Switch every "Reviewer note" to "Annotator note" throughout the listing below. Keep everything else unchanged.

Data:
++++++

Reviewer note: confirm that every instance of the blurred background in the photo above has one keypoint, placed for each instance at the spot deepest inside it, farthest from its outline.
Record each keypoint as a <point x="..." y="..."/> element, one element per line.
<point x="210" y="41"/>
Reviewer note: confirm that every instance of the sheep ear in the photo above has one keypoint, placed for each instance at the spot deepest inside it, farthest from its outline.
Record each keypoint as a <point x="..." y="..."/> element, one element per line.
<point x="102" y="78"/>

++++++

Task answer:
Annotator note: confirm that every instance of the blurred background in the photo above has one keypoint, placed for each instance at the spot deepest inside it, farthest from its outline.
Record each keypoint as a <point x="..." y="..."/> element, one element per line.
<point x="210" y="41"/>
Annotator note: confirm that every instance of the sheep ear in the photo above has one keypoint, placed for each instance at the spot deepest inside it, farthest from its outline.
Record each keypoint as a <point x="..." y="..."/> element, one element per line.
<point x="102" y="78"/>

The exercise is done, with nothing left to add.